● **DATASET RECORDS**:
▬▬▬
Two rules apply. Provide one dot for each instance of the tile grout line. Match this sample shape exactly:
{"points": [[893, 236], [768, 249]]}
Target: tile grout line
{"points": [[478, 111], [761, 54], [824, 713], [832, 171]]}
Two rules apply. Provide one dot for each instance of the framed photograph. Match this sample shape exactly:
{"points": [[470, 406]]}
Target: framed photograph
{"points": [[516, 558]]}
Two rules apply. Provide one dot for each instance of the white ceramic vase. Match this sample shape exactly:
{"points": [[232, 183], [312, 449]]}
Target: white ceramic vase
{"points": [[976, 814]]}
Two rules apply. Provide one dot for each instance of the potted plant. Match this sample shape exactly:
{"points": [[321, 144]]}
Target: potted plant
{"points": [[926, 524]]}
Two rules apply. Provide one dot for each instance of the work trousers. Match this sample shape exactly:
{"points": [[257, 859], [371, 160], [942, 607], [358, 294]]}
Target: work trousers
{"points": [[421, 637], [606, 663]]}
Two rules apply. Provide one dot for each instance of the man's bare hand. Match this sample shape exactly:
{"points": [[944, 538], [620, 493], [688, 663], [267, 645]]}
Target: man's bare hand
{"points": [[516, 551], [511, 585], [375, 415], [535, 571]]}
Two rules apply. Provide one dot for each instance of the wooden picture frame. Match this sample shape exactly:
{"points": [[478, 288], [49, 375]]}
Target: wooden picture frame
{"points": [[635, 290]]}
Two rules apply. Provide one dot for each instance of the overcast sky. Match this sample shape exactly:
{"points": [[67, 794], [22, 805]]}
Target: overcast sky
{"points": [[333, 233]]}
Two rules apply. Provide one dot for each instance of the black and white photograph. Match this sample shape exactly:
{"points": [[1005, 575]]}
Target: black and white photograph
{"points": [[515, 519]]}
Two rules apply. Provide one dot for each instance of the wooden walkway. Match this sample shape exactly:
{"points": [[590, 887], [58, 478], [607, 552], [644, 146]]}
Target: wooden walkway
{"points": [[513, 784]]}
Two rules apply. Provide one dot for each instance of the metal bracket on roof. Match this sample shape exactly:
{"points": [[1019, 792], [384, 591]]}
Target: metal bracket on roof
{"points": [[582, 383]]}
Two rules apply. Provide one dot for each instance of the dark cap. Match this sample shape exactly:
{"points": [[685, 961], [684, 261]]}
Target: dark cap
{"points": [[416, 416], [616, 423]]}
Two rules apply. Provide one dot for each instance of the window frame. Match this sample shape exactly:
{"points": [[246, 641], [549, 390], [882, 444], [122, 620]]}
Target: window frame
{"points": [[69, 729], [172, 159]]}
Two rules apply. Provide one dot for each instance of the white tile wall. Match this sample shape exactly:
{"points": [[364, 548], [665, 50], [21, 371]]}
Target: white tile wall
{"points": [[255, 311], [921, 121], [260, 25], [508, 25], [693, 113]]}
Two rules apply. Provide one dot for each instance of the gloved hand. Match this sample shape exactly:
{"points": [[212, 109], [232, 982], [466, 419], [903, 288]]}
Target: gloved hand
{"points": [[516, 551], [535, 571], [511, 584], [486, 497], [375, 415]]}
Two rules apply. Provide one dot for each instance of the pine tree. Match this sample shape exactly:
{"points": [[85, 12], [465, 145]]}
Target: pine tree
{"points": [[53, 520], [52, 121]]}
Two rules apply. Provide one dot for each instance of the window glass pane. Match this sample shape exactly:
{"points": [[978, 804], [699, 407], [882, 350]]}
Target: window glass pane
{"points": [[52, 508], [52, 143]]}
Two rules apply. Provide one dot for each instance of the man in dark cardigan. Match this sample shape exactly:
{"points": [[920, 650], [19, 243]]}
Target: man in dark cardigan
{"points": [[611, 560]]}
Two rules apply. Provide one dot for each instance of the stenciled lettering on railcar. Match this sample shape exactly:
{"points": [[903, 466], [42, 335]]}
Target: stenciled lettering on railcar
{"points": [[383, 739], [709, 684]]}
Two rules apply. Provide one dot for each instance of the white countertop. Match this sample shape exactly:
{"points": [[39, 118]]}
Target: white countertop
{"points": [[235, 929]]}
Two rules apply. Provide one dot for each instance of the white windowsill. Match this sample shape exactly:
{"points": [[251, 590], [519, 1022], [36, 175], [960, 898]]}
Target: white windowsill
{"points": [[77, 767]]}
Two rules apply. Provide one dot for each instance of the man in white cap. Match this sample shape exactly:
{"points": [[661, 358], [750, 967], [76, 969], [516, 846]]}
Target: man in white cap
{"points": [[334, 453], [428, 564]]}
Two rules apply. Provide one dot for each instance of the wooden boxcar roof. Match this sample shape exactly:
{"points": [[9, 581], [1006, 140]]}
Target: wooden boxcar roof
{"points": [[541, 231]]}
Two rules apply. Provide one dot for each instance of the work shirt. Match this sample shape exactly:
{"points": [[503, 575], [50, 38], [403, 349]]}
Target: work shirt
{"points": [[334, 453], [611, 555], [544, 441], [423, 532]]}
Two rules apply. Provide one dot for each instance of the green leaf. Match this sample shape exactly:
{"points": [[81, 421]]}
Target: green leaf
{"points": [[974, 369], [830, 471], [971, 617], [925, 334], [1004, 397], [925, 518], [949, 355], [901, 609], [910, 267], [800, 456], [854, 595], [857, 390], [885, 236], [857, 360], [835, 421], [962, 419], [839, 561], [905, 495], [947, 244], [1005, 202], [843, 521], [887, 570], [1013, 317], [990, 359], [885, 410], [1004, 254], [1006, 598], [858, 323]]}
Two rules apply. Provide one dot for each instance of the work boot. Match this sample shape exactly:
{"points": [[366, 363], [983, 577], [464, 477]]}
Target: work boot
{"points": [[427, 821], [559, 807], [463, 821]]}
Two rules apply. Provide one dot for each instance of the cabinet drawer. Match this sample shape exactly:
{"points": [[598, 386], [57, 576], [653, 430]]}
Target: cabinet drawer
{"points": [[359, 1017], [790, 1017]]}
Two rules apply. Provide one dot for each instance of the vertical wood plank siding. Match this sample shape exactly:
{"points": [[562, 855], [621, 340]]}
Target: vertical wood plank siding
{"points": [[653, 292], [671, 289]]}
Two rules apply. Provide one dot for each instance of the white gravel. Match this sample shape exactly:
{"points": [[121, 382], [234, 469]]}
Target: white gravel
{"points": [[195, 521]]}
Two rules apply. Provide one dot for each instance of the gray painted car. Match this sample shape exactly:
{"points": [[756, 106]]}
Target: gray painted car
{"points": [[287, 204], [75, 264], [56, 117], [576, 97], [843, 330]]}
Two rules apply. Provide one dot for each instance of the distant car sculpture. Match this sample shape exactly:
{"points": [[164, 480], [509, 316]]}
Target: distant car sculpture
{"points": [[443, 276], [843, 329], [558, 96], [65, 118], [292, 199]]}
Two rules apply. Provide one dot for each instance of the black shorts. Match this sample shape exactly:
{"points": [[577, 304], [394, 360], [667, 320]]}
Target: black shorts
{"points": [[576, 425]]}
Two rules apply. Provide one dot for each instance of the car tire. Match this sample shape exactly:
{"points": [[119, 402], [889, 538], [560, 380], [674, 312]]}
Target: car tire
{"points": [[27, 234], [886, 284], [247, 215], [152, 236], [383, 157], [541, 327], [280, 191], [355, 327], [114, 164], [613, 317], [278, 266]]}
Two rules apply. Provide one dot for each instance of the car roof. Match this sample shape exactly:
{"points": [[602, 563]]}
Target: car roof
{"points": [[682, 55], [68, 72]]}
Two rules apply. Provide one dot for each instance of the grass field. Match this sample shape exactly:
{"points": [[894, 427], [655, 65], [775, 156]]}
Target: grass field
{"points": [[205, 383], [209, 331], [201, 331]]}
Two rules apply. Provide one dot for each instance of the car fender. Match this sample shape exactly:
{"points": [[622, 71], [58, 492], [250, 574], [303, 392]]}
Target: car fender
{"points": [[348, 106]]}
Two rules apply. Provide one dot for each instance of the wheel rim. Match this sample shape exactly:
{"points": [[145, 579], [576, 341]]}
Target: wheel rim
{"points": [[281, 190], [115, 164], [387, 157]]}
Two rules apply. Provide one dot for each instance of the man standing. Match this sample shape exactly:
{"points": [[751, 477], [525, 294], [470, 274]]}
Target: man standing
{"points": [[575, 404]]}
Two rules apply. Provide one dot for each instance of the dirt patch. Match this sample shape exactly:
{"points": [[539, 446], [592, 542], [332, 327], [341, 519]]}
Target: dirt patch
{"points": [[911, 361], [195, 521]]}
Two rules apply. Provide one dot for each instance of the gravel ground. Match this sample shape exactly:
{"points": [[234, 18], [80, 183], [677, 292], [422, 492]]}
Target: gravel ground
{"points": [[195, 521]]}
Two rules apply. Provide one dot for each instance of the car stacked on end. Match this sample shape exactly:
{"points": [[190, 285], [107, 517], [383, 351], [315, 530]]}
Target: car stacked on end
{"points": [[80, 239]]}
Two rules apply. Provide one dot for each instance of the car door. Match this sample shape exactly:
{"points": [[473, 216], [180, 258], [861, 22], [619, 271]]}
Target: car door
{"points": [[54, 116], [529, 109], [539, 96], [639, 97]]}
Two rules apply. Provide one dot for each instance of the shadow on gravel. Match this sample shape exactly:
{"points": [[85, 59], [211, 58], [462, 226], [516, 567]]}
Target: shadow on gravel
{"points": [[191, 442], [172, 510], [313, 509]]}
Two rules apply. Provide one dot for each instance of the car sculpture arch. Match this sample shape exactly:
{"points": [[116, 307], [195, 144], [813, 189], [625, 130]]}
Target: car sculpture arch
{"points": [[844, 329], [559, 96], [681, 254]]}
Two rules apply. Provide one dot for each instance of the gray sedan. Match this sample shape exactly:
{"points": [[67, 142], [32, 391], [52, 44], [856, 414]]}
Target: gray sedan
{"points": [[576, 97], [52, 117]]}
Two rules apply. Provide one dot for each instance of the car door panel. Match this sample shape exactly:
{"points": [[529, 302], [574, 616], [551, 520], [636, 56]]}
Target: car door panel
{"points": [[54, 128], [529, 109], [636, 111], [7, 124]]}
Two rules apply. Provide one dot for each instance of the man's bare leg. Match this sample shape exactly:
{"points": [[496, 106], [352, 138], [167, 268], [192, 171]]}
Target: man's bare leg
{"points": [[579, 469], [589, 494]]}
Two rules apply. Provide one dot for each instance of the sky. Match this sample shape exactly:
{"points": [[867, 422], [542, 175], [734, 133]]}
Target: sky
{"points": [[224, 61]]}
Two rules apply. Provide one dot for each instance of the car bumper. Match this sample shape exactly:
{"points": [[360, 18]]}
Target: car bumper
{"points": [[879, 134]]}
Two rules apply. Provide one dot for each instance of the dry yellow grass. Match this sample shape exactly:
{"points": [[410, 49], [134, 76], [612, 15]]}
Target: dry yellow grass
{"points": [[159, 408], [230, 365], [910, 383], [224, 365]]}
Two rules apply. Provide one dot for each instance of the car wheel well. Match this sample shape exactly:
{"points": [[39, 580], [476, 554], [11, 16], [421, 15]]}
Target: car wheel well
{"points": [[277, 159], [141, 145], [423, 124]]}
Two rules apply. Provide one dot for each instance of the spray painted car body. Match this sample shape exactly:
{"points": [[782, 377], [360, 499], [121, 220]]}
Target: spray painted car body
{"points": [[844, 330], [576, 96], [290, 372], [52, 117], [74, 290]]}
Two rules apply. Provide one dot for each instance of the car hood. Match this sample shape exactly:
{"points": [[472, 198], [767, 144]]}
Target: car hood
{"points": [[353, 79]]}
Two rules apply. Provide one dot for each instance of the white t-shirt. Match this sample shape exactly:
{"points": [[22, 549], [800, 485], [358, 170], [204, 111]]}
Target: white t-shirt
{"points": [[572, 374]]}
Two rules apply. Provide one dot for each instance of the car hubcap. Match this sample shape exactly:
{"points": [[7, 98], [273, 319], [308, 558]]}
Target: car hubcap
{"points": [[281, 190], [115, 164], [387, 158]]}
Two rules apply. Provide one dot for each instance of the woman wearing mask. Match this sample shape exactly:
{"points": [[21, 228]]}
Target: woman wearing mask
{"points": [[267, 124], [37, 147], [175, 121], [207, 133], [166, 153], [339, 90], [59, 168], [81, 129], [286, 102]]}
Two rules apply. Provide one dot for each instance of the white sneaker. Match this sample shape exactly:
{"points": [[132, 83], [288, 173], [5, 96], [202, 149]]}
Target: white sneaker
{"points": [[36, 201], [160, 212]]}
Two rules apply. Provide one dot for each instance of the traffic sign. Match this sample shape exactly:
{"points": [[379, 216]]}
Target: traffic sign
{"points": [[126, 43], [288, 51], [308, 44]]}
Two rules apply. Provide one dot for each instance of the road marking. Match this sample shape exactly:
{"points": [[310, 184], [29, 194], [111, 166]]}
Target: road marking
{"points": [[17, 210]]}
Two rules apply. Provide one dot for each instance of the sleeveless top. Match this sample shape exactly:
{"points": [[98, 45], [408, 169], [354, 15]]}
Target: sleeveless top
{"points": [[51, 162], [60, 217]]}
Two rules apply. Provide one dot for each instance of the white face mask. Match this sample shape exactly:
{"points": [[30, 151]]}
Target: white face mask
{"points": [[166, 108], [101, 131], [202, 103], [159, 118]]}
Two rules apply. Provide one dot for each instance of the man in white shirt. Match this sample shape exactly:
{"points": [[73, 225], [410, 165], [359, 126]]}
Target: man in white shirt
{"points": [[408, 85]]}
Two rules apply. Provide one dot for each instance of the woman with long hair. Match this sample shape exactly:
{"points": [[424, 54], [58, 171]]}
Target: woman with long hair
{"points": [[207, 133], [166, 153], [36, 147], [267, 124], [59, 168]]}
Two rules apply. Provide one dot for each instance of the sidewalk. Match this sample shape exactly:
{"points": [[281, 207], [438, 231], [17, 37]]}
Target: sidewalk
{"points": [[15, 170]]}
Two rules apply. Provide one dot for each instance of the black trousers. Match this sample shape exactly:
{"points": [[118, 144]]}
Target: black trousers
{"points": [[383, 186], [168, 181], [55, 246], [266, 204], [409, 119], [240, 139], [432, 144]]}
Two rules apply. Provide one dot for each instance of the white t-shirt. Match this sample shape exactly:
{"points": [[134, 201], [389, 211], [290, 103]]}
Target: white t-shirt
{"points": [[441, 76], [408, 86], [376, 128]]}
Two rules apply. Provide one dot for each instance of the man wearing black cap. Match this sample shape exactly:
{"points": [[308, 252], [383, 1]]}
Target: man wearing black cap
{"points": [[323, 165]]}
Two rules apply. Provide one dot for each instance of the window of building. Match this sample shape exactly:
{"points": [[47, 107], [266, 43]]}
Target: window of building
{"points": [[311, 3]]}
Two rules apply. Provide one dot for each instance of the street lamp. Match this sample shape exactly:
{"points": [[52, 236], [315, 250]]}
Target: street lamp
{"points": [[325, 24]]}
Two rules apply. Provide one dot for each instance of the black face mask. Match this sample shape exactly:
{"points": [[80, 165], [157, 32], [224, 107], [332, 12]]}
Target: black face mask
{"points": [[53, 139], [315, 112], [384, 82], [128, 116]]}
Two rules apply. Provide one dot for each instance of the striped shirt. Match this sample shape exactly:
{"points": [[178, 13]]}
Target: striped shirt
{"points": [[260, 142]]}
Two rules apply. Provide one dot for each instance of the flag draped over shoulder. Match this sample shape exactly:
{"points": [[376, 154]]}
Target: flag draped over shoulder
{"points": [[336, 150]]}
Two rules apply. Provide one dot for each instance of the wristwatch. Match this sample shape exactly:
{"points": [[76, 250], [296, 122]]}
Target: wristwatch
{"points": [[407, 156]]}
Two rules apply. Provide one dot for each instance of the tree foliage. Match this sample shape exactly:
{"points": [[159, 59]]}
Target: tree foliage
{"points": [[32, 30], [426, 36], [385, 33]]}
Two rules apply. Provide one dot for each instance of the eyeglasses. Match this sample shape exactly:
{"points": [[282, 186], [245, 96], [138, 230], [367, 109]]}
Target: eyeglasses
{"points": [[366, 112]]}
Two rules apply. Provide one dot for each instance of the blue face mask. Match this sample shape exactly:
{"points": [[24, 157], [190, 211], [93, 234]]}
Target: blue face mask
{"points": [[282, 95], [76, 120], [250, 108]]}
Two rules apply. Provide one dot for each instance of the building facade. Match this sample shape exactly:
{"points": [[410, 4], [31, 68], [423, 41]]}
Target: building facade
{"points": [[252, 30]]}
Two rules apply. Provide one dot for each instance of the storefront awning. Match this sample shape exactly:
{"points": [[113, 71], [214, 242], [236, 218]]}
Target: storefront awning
▬▬▬
● **WORK TO BE COMPLETED**: For each line in the entries that holds "storefront", return that line.

● **THE COMPLETED TASK**:
Two rules apply. Provide one dot for each instance of the storefront awning. Match this sample shape exactly:
Target: storefront awning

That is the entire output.